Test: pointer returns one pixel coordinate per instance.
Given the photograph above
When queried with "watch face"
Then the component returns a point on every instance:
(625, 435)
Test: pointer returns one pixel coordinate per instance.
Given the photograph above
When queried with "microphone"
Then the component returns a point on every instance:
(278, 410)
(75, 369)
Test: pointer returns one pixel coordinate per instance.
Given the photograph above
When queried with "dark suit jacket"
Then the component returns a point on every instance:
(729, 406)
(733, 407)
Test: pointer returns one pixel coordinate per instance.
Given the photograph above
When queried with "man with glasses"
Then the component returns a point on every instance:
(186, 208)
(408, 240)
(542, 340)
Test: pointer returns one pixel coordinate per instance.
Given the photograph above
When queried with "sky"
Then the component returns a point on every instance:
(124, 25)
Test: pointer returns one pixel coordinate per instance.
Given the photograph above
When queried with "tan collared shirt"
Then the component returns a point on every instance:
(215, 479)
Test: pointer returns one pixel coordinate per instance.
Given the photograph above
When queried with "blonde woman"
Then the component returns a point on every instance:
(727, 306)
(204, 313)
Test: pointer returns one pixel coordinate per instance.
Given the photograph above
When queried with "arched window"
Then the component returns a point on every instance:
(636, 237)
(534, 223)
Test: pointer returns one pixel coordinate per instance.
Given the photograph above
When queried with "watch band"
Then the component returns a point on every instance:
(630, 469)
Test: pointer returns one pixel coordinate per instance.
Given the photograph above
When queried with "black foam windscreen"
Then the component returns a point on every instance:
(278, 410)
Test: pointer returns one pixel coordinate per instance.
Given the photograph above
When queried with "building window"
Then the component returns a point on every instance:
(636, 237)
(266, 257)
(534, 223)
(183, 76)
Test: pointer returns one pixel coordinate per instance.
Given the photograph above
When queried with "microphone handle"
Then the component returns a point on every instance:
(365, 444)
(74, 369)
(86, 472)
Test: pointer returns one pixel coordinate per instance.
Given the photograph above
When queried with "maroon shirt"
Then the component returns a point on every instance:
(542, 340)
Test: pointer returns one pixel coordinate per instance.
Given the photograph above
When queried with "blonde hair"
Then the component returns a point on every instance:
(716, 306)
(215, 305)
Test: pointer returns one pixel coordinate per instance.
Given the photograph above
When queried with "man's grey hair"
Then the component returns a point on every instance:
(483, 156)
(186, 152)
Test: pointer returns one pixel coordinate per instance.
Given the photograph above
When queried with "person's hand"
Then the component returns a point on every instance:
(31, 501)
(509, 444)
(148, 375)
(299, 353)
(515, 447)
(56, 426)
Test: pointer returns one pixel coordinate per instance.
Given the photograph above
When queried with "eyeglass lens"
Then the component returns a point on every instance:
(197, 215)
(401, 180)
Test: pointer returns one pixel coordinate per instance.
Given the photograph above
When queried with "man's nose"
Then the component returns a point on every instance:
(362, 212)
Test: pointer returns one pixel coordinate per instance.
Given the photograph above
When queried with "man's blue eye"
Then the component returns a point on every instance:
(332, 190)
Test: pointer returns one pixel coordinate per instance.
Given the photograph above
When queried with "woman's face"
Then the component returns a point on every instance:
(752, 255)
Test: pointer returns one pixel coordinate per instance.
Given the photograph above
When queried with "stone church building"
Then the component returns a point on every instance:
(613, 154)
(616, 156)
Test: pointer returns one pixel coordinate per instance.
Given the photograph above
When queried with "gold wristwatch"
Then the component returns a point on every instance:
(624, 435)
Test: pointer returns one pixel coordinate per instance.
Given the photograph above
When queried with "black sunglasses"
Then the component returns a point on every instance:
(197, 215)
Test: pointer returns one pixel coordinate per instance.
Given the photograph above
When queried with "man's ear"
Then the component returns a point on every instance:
--------------------------------
Restate each of the entries above verbatim.

▶ **Result below**:
Test: pointer returns one pixel coordinate per instance.
Given the photograph above
When queried with "watch face"
Then the component returns a point on every instance:
(625, 435)
Test: pointer returns one pixel coordinate per instance.
Given the photograph above
When queried with "microphone"
Then the component returns a point on every instance:
(278, 410)
(75, 369)
Test: pointer returns one pixel coordinate per instance.
Given the photograph above
When queried with "dark suit jacket"
Then the component returns a point on every instance:
(729, 406)
(733, 407)
Test: pointer returns one pixel coordinate per instance.
Given the photograph above
When queried with "man with glasses"
Then the component returns a point on every instance:
(186, 208)
(408, 240)
(542, 340)
Test: pointer returns one pixel coordinate per instance.
Given the photograph above
When queried with "sky"
Then the component returns a point on every instance:
(124, 25)
Test: pointer returns one pixel coordinate per instance.
Given the photograph above
When queried with "tan collared shirt"
Then the component returns a point on every instance:
(215, 479)
Test: pointer returns one pixel coordinate per instance.
Given the photograph above
When queried with "blonde woman"
Then the component returns a point on every instance:
(727, 306)
(204, 313)
Test: pointer returns one pixel coordinate per instance.
Given the photograph above
When queried with "arched window"
Then the component returns a point on every instance:
(636, 237)
(534, 223)
Test: pointer returns one pixel coordinate per instance.
Given the photograph above
When queried with "watch band"
Then the component returns a point on every instance:
(630, 469)
Test: pointer returns one pixel coordinate per instance.
Given the photograph above
When queried with "black foam windscreen"
Then the component returns a point on every instance:
(278, 410)
Test: pointer returns one pixel coordinate per instance.
Given the photograph above
When queried with "building window"
Then the component returns a point on every instance:
(636, 237)
(266, 257)
(534, 223)
(183, 76)
Test: pointer returns one pixel coordinate per instance.
Given the photograph above
When queried with "microphone handle"
Then the component returns a point on every instance:
(365, 444)
(74, 369)
(86, 472)
Test: pointer returns one pixel coordinate per instance.
Given the photograph above
When queried with "maroon shirt"
Then the component returns a point on every instance:
(542, 340)
Test: pointer returns one pixel coordinate per instance.
Given the photograph above
When queried with "blonde hair"
Then the component returns a point on every instance:
(716, 306)
(215, 305)
Test: pointer returns one pixel coordinate per instance.
Given the photograph above
When queried with "man's grey hair"
Then the component returns a point on every instance:
(483, 156)
(186, 152)
Test: pointer returns one pixel coordinate per instance.
Given the photograph above
When queried with "person's hand"
Then the component returns a point on every instance:
(31, 501)
(509, 444)
(148, 375)
(299, 353)
(515, 447)
(56, 426)
Test: pointer returns one pixel coordinate per instance.
Given the photograph above
When queried with "eyeglass lens"
Then the component returns a point on every instance:
(197, 215)
(401, 180)
Test: pointer returns one pixel coordinate per instance.
Given the photograph above
When queried with "man's nose"
Then the component returns a point on every instance:
(362, 212)
Test: pointer returns one pixel coordinate per instance.
Given the photograph above
When queried with "man's blue eye"
Then the component returns a point on every instance:
(332, 190)
Test: pointer returns one pixel coordinate per instance.
Given the photograph above
When queried with "woman's face"
Then the component returns a point on every instance:
(752, 255)
Test: pointer returns one pixel coordinate per instance.
Given the photograph above
When queried with "stone church building"
Then the component returns a point on every instance:
(613, 154)
(616, 156)
Test: pointer returns one pixel coordinate per instance.
Given the photograph above
When queried with "gold wristwatch"
Then the component returns a point on every instance:
(624, 435)
Test: pointer returns one pixel coordinate per instance.
Given the photograph above
When queried with "black sunglasses"
Then the component returns a point on every instance:
(197, 215)
Test: pointer returns one pixel coordinate per instance.
Given the photograph above
When queried with "man's ear"
Then the component returns a point on every instance:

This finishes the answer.